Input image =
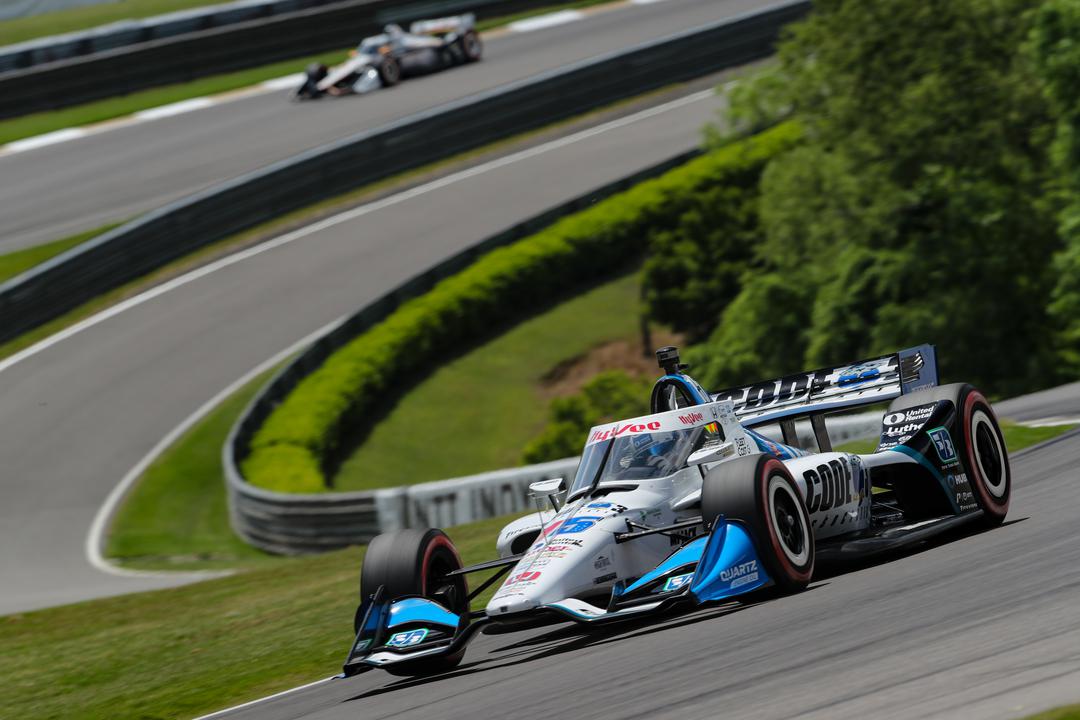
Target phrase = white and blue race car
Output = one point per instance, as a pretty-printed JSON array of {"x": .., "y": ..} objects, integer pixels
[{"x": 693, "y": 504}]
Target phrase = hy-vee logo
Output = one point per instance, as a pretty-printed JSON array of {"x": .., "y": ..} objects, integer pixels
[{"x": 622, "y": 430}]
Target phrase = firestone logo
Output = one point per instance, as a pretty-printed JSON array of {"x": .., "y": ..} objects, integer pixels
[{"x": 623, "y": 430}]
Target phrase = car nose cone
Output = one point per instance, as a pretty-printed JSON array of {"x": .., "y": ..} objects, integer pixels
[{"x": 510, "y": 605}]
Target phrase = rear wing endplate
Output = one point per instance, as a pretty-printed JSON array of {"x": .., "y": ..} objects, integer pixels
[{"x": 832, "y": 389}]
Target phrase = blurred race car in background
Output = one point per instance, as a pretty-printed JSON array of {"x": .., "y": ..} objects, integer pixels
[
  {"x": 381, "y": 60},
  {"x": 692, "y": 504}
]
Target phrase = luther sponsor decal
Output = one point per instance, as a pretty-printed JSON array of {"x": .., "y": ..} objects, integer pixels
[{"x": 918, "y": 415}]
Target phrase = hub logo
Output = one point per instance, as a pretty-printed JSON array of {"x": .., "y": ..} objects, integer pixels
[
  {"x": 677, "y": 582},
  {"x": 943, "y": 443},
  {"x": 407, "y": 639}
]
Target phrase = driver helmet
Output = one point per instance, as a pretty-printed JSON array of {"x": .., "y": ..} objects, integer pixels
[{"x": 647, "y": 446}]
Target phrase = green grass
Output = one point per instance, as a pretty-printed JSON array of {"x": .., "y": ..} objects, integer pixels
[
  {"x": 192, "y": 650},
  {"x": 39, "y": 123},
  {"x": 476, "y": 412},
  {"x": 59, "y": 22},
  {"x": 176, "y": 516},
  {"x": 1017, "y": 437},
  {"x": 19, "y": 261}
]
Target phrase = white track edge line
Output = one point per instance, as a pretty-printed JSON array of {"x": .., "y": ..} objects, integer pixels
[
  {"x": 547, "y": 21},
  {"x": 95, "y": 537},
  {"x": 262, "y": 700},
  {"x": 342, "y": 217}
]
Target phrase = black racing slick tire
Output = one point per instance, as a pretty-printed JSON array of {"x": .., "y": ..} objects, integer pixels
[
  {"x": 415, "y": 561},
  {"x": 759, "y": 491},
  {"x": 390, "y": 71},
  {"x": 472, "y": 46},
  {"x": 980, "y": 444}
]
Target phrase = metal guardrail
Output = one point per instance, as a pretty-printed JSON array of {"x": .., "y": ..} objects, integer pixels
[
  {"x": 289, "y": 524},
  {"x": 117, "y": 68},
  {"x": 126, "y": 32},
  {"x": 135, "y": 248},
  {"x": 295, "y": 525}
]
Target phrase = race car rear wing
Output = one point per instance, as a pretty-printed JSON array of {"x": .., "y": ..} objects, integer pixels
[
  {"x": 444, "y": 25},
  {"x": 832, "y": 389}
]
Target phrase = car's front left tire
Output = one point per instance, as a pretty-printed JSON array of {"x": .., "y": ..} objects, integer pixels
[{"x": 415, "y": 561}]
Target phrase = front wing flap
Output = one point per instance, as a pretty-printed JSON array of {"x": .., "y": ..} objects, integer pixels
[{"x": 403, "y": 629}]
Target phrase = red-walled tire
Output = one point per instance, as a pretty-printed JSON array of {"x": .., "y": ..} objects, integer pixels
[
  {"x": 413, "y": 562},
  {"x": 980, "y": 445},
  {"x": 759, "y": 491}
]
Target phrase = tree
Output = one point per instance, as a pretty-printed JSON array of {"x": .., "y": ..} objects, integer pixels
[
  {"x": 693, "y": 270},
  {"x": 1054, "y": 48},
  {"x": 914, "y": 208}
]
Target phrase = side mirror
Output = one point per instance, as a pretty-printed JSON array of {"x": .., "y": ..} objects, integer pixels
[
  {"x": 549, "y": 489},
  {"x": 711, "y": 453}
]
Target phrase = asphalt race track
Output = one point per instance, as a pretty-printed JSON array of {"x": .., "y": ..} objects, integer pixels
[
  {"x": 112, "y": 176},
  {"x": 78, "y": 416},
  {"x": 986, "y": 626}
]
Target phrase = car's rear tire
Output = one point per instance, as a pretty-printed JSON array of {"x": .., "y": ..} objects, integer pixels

Given instruction – Copy all of the records above word for word, leaving out the pictures.

Reply –
Input image =
Target phrase = white and blue race car
Output = one point per instance, as a pretty-printed JSON array of {"x": .., "y": ..} objects, integer pixels
[{"x": 693, "y": 504}]
Target phrase = hy-vee logo
Output = one point per instance, as a pretty-printed JSON array of {"x": .., "y": ..} objects, integer pixels
[{"x": 622, "y": 430}]
Target phrase = firestone logo
Output = one point per instance, as a pretty-printed JSON array of {"x": .., "y": ..} objects, integer pixels
[{"x": 623, "y": 430}]
Target phrase = car nose cone
Output = one point per instance, as a pretty-printed JSON array of {"x": .., "y": ..} objects, integer pixels
[{"x": 510, "y": 605}]
Target phrase = rear wing endplate
Output = one point per instance, as a pretty-printed JSON array of {"x": .., "y": ..} objects, integer pixels
[{"x": 832, "y": 389}]
Target phrase = blurred race car in background
Output = one point per instance, as a pretty-printed JSON array of {"x": .., "y": ..} objects, integer pixels
[
  {"x": 381, "y": 60},
  {"x": 692, "y": 504}
]
Target phrase = luther sponsor decal
Output = one point per instance, as a pretty-printed JSON array of {"x": .., "y": ..} objects, integer pixels
[{"x": 918, "y": 415}]
Target phrase = hub logo
Output = one point per instance, as a pretty-printed JSON array of {"x": .., "y": ..} objects, integer pixels
[
  {"x": 677, "y": 582},
  {"x": 943, "y": 443},
  {"x": 407, "y": 639}
]
Target phrase = driver helmet
Output = one point per instance, as a pretty-printed JSON array of {"x": .., "y": ..} objects, integer pixels
[{"x": 647, "y": 446}]
Target phrase = green grass
Output = one point per instance, as a pretty-printed JSON array of {"x": .., "y": ..} objects, integer pixels
[
  {"x": 192, "y": 650},
  {"x": 39, "y": 123},
  {"x": 476, "y": 412},
  {"x": 59, "y": 22},
  {"x": 176, "y": 516},
  {"x": 1017, "y": 437},
  {"x": 19, "y": 261}
]
Target phrase = white track edge line
Output = one point per instance, as a pretty-printed JSON array of {"x": .., "y": ..} objects, integer pixels
[
  {"x": 547, "y": 21},
  {"x": 95, "y": 537},
  {"x": 262, "y": 700},
  {"x": 342, "y": 217}
]
Target phrase = black racing slick tire
Output = one point per instance, as a pretty-printed JSON array of {"x": .., "y": ..} objects, integer pixels
[
  {"x": 415, "y": 561},
  {"x": 759, "y": 491},
  {"x": 390, "y": 71},
  {"x": 472, "y": 46},
  {"x": 980, "y": 444}
]
Target phrase = metal guardrail
Output = one point per instance, as a pretty-printed JSON array of {"x": .., "y": ..} objects, integer pixels
[
  {"x": 289, "y": 524},
  {"x": 117, "y": 68},
  {"x": 126, "y": 32},
  {"x": 135, "y": 248},
  {"x": 295, "y": 525}
]
Target phrase = race car rear wing
Output = one point per instance, as a pretty-printed JSON array of {"x": .., "y": ..} objects, integer pixels
[
  {"x": 444, "y": 25},
  {"x": 832, "y": 389}
]
Target phrase = car's front left tire
Output = one point per instance, as a pretty-printed JSON array of {"x": .., "y": ..} objects, integer pixels
[{"x": 415, "y": 561}]
Target phrase = front wing flap
Output = one point per instance, as a pretty-printed JSON array of {"x": .., "y": ..} objects, integer pixels
[{"x": 403, "y": 629}]
Target phrase = red-walled tire
Output = one point per instance, as a pretty-printed JSON array of {"x": .., "y": ..} objects, integer pixels
[
  {"x": 413, "y": 562},
  {"x": 980, "y": 445},
  {"x": 759, "y": 491}
]
Target phrase = tree
Output = one point per instance, as a pretty-printed JSON array of {"x": .., "y": ..} objects, integer pixels
[
  {"x": 693, "y": 270},
  {"x": 1054, "y": 48},
  {"x": 914, "y": 208}
]
Target phrase = side mirror
Output = one point per instance, as a pretty-printed JSON array of {"x": .., "y": ..} objects, integer pixels
[
  {"x": 549, "y": 489},
  {"x": 711, "y": 453}
]
Target phrase = asphalt race track
Output = one point per instance, as a pretty-printed JSON array of {"x": .., "y": ..} objects, integer pixels
[
  {"x": 112, "y": 176},
  {"x": 78, "y": 416},
  {"x": 986, "y": 626}
]
Target phrase = car's rear tire
Output = one point per instance, as a pretty-printed JSON array of {"x": .., "y": ..} objects, integer pixels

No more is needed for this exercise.